GOAL OF THE EXERCISE:
Copy out all the records, word for word.

(Data records)
━━━━━━━━━━━━━━━━━━━━

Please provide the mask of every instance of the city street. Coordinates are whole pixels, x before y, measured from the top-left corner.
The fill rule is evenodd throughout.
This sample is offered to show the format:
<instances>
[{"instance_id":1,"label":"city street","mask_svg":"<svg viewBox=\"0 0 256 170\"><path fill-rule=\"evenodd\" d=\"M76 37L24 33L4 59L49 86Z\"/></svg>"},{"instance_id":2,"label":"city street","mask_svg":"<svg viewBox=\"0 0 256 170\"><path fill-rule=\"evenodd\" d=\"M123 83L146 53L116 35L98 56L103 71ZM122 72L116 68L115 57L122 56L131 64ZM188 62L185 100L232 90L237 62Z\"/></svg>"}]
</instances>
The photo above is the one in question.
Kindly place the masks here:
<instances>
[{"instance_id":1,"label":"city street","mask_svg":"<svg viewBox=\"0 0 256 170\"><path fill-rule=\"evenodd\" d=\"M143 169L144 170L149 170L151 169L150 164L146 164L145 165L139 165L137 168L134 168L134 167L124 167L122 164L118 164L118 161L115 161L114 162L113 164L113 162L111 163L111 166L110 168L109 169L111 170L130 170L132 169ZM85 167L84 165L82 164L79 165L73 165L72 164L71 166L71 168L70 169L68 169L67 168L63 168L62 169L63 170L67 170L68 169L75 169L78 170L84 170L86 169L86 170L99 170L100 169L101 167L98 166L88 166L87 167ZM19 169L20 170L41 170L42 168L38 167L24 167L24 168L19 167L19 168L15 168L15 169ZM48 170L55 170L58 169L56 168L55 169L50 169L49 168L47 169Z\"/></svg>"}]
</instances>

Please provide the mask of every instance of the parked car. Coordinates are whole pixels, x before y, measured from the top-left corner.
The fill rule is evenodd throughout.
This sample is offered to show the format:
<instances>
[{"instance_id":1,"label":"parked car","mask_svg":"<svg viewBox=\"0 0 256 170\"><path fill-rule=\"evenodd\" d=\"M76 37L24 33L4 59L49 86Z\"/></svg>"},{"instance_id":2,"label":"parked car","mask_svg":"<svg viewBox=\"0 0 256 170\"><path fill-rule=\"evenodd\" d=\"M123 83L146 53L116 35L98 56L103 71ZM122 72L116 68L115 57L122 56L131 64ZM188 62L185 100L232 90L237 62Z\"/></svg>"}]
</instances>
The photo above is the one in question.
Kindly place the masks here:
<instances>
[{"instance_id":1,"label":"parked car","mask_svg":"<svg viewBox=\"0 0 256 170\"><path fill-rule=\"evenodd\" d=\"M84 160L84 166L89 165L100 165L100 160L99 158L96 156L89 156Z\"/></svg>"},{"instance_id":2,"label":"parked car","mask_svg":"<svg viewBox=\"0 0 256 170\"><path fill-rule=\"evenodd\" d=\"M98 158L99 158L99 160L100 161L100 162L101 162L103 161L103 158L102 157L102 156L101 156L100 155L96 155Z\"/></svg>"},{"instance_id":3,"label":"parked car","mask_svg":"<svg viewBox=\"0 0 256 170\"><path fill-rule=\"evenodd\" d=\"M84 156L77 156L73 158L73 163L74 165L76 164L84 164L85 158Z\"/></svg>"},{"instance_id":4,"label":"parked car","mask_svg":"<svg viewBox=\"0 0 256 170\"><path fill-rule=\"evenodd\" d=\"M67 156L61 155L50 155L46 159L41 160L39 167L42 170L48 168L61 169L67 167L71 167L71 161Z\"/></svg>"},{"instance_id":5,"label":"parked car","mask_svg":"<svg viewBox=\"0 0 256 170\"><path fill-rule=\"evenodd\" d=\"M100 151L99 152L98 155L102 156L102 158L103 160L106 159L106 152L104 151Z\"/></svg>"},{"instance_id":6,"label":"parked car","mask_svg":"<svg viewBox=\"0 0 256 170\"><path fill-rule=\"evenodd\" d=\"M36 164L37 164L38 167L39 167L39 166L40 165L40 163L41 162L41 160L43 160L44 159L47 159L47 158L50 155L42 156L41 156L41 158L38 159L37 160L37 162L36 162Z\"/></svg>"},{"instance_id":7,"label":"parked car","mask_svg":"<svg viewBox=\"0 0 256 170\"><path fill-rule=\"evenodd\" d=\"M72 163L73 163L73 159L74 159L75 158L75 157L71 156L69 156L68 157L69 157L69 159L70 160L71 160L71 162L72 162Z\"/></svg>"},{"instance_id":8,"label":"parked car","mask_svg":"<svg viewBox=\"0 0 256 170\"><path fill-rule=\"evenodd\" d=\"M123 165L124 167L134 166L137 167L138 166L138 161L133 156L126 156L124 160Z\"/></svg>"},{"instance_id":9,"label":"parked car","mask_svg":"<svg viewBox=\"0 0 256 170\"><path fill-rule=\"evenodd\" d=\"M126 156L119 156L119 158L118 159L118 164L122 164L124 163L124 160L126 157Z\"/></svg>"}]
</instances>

━━━━━━━━━━━━━━━━━━━━

OUTPUT FOR THIS EXERCISE:
Please provide the mask of every instance of the city street. Coordinates are whole pixels, x before y, measured from the top-left corner.
The fill rule is evenodd throughout.
This sample is offered to show the format:
<instances>
[{"instance_id":1,"label":"city street","mask_svg":"<svg viewBox=\"0 0 256 170\"><path fill-rule=\"evenodd\" d=\"M76 37L24 33L4 59L49 86Z\"/></svg>"},{"instance_id":2,"label":"city street","mask_svg":"<svg viewBox=\"0 0 256 170\"><path fill-rule=\"evenodd\" d=\"M123 83L146 53L116 35L98 56L103 71ZM122 72L116 68L115 57L122 56L131 64ZM188 62L185 100L232 90L237 62Z\"/></svg>"}]
</instances>
The photo above is the one in question.
Kindly place the masks here:
<instances>
[{"instance_id":1,"label":"city street","mask_svg":"<svg viewBox=\"0 0 256 170\"><path fill-rule=\"evenodd\" d=\"M143 169L144 170L149 170L151 169L150 164L146 164L145 165L139 165L137 168L134 168L134 167L124 167L122 164L118 164L118 161L115 161L114 162L113 164L113 162L111 163L111 166L110 168L109 169L111 170L130 170L132 169ZM85 167L84 165L82 164L79 165L73 165L72 164L71 166L71 168L70 169L68 169L67 168L63 168L62 169L63 170L67 170L68 169L75 169L78 170L84 170L86 169L86 170L99 170L100 169L101 167L98 166L88 166L87 167ZM19 169L20 170L41 170L42 168L38 167L24 167L24 168L19 167L19 168L15 168L15 169ZM48 170L55 170L58 169L56 168L55 169L50 169L49 168L47 169Z\"/></svg>"}]
</instances>

Please provide the mask of every instance of the parked car. Coordinates are whole pixels, x before y, measured from the top-left corner.
The fill rule is evenodd throughout.
This sample is offered to show the format:
<instances>
[{"instance_id":1,"label":"parked car","mask_svg":"<svg viewBox=\"0 0 256 170\"><path fill-rule=\"evenodd\" d=\"M76 37L24 33L4 59L49 86Z\"/></svg>"},{"instance_id":2,"label":"parked car","mask_svg":"<svg viewBox=\"0 0 256 170\"><path fill-rule=\"evenodd\" d=\"M123 83L146 53L116 35L98 56L103 71ZM122 72L116 68L115 57L122 56L131 64ZM188 62L185 100L232 90L237 62Z\"/></svg>"}]
</instances>
The photo above is the one in question.
Kindly place the masks here:
<instances>
[{"instance_id":1,"label":"parked car","mask_svg":"<svg viewBox=\"0 0 256 170\"><path fill-rule=\"evenodd\" d=\"M84 160L84 166L89 165L100 165L100 160L99 158L96 156L89 156Z\"/></svg>"},{"instance_id":2,"label":"parked car","mask_svg":"<svg viewBox=\"0 0 256 170\"><path fill-rule=\"evenodd\" d=\"M98 158L99 158L99 160L100 161L100 162L101 162L103 161L103 158L102 157L102 156L101 156L100 155L96 155Z\"/></svg>"},{"instance_id":3,"label":"parked car","mask_svg":"<svg viewBox=\"0 0 256 170\"><path fill-rule=\"evenodd\" d=\"M84 156L77 156L73 158L73 163L74 165L76 164L84 164L85 158Z\"/></svg>"},{"instance_id":4,"label":"parked car","mask_svg":"<svg viewBox=\"0 0 256 170\"><path fill-rule=\"evenodd\" d=\"M67 156L61 155L50 155L46 159L41 160L39 167L42 170L48 168L61 169L67 167L71 167L71 161Z\"/></svg>"},{"instance_id":5,"label":"parked car","mask_svg":"<svg viewBox=\"0 0 256 170\"><path fill-rule=\"evenodd\" d=\"M100 151L99 152L98 155L102 156L102 158L103 160L106 159L106 152L104 151Z\"/></svg>"},{"instance_id":6,"label":"parked car","mask_svg":"<svg viewBox=\"0 0 256 170\"><path fill-rule=\"evenodd\" d=\"M36 164L37 164L38 167L39 167L39 166L40 165L40 163L41 162L41 160L43 160L44 159L47 159L47 158L50 155L42 156L41 156L41 158L38 159L37 160L37 162L36 162Z\"/></svg>"},{"instance_id":7,"label":"parked car","mask_svg":"<svg viewBox=\"0 0 256 170\"><path fill-rule=\"evenodd\" d=\"M72 163L73 163L73 159L74 159L75 158L75 157L71 156L69 156L68 157L69 157L69 159L70 160L71 160L71 162L72 162Z\"/></svg>"},{"instance_id":8,"label":"parked car","mask_svg":"<svg viewBox=\"0 0 256 170\"><path fill-rule=\"evenodd\" d=\"M123 165L124 167L134 166L137 167L138 166L138 161L133 156L126 156L124 160Z\"/></svg>"},{"instance_id":9,"label":"parked car","mask_svg":"<svg viewBox=\"0 0 256 170\"><path fill-rule=\"evenodd\" d=\"M126 156L119 156L119 158L118 159L118 164L122 164L124 163L124 160L126 157Z\"/></svg>"}]
</instances>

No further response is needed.